- **Exercise goal**
Count how many lines of the listing below contain the string "pesto". Give only the number.

- **Dataset excerpts**
===============
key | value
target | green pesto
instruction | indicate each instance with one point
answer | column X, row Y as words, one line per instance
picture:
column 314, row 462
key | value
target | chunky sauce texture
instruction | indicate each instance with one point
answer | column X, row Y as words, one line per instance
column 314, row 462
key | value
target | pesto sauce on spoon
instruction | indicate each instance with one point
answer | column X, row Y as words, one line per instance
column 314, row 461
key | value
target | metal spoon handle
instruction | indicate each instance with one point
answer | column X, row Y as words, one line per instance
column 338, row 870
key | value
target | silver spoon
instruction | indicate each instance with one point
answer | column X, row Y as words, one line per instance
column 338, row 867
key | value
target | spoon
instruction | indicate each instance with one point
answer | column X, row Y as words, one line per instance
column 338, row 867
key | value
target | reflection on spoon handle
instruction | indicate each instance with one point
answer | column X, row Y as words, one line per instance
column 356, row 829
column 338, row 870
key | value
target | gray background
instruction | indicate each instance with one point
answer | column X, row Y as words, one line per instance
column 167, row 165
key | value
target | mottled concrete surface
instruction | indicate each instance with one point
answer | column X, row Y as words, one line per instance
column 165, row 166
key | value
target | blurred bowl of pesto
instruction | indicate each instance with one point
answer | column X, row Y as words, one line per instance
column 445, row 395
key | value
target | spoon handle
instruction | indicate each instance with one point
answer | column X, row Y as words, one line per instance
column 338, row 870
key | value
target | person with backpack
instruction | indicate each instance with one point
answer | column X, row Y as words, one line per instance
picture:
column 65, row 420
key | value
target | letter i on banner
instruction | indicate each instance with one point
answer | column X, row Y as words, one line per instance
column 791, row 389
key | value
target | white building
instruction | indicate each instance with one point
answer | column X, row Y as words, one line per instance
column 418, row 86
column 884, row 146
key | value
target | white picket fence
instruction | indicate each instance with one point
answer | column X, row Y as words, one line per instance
===============
- **The result**
3